====== PAGE EXTRACT

Cripes, that thing is nearly TWICE the price of a Minn Kota. And his background is in defense systems. Just what I want to do, turn my new Tracker boat into a Tomahawk cruise missile.

Seriously though, where do you find those? One of my issues when buying things like this are where do I take it for service, where do I find a new prop, can I walk into the store and put my hands on it, etc?
As much as Im concerned about dumping money on a Minn Kota, at least I know of several places where I can take it if I have issues. I know where I can go if I trash a prop and it doesnt involve a computer and Fed Ex.

On the other hand, I DO like how both color options are made for saltwater. That white motor just wouldnt look as good on my black boat.


----------



## Skeeterdone (Jun 21, 2014)

SLICK75 said:


> I was looking into them a couple of months ago, possibly something to save up for to go on my new boat. After reading through a a few reviews on the BPS site I had about decided to save my money so maybe some of you can help change my mind again.
> 
> Several of the reviews I read talked about the head going nuts and spinning out of control resulting in wires being pulled loose and generally trashing a brand new motor. Any idea on what could cause that? Is there some kind of set up that someone couldve FUBARed and just blamed on the motor?
> 
> ...



I have had ipilot since it came out. I had to replace mine twice because of wigging out issues. The place I bought it from was very helpful and so was minn-kota. We came to the conclusion that the problem was from the head unit whipping around and breaking wires. The model I have is a 60" shaft and would bounce really bad taking hard waves.

============
====== DATA TO EXAMINE

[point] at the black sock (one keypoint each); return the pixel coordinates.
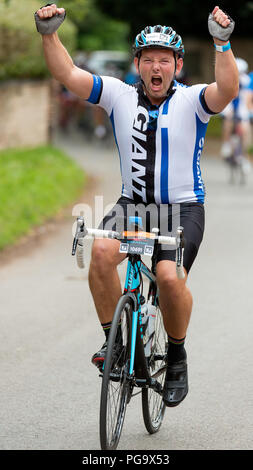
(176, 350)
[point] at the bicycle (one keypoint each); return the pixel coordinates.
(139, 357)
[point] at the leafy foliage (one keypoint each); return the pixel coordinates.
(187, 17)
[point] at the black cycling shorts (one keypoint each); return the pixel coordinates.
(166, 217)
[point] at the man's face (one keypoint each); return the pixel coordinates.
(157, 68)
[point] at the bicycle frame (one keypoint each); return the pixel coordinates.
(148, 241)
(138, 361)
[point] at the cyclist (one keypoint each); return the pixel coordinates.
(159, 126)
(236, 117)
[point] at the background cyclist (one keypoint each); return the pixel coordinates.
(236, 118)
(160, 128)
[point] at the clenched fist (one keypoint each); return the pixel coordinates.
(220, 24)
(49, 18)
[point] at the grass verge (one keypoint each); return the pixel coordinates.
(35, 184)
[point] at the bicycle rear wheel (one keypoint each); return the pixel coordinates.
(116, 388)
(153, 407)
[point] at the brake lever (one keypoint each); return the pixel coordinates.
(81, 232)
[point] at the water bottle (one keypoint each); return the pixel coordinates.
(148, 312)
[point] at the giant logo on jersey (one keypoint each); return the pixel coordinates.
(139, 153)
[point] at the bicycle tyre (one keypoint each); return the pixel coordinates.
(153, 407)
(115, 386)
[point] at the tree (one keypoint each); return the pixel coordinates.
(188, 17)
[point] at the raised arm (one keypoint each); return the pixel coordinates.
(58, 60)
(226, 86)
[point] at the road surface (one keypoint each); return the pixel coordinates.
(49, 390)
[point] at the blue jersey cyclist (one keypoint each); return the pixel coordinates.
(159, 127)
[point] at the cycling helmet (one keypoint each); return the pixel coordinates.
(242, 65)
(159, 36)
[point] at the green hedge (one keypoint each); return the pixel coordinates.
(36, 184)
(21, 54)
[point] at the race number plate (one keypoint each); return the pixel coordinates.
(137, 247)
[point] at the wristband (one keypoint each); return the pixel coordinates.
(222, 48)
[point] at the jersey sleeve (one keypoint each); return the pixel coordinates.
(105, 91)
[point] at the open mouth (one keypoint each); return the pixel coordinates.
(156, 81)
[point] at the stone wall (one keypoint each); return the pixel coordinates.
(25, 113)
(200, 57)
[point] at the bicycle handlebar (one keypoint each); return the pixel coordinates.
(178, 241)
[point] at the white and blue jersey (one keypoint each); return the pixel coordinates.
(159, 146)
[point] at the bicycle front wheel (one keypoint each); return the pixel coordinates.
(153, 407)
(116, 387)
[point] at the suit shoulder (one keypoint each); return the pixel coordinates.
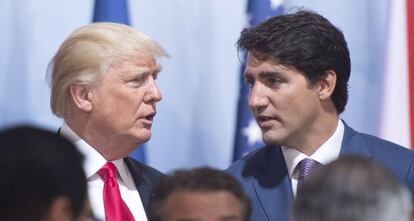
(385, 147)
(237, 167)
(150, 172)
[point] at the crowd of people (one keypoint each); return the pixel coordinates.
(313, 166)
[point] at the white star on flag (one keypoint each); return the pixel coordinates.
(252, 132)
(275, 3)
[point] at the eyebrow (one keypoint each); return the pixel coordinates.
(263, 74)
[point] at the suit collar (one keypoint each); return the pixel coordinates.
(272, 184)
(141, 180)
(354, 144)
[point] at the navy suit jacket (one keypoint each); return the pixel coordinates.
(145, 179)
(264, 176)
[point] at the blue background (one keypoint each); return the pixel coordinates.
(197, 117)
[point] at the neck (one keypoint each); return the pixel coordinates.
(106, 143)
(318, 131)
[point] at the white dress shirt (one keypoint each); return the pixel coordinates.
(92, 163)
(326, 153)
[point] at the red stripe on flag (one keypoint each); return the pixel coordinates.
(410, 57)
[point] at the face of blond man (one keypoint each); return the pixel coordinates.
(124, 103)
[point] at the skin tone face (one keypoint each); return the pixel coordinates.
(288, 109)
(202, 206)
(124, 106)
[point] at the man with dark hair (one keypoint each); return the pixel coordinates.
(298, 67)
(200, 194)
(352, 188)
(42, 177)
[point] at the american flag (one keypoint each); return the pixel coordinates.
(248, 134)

============

[WORK TO BE COMPLETED]: Write out the stretch of the trolling motor thread from "Cripes, that thing" through "my black boat.", replacing "prop" with "propeller" each time it appears. The entries have no connection to the trolling motor thread.

[EXERCISE ANSWER]:
Cripes, that thing is nearly TWICE the price of a Minn Kota. And his background is in defense systems. Just what I want to do, turn my new Tracker boat into a Tomahawk cruise missile.

Seriously though, where do you find those? One of my issues when buying things like this are where do I take it for service, where do I find a new propeller, can I walk into the store and put my hands on it, etc?
As much as Im concerned about dumping money on a Minn Kota, at least I know of several places where I can take it if I have issues. I know where I can go if I trash a propeller and it doesnt involve a computer and Fed Ex.

On the other hand, I DO like how both color options are made for saltwater. That white motor just wouldnt look as good on my black boat.